Процитируйте дословно фрагмент текста об аморализме Луначарского, начиная со слов «Аморализм г. Луначарского» и заканчивая словами «на его стороне.».
--- ИСХОДНЫЙ ТЕКСТ ---
Аморализм г. Луначарского не разделяет этого удивления и благоговения, ‘моральный закон внутри нас’ представляется ему ‘пустой фикцией, зачастую превращающейся, однако, в тяжелую цепь’. Нет морального закона для человека, ему ‘все позволено’, стоит только беззаветно отдаться стихийному потоку могучей жизни. Нравственный дальтонизм г. Луначарского, запрещающий ему слушать голос морального закона внутри нас, непосредственно вытекает из его фаталистического культа действительности, отсюда берет свое начало и его спокойная совесть. Не пора ли, наконец, перестать обожествлять действительность и осмелиться исповедывать даже и такого Бога, если он единственно истинный, ради которого пришлось бы поднять бунт против ‘могучей жизни’. Пора, наконец, осмелиться признать своего Бога даже и в том случае, если бы ‘могучая жизнь’ действительности оказалась не на его стороне.
--- СОБРАННЫЕ ДАННЫЕ ---
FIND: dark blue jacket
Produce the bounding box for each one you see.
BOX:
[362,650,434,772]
---
- **ГОТОВОЕ РЕШЕНИЕ**
Аморализм г. Луначарского не разделяет этого удивления и благоговения, ‘моральный закон внутри нас’ представляется ему ‘пустой фикцией, зачастую превращающейся, однако, в тяжелую цепь’. Нет морального закона для человека, ему ‘все позволено’, стоит только беззаветно отдаться стихийному потоку могучей жизни. Нравственный дальтонизм г. Луначарского, запрещающий ему слушать голос морального закона внутри нас, непосредственно вытекает из его фаталистического культа действительности, отсюда берет свое начало и его спокойная совесть. Не пора ли, наконец, перестать обожествлять действительность и осмелиться исповедывать даже и такого Бога, если он единственно истинный, ради которого пришлось бы поднять бунт против ‘могучей жизни’. Пора, наконец, осмелиться признать своего Бога даже и в том случае, если бы ‘могучая жизнь’ действительности оказалась не на его стороне.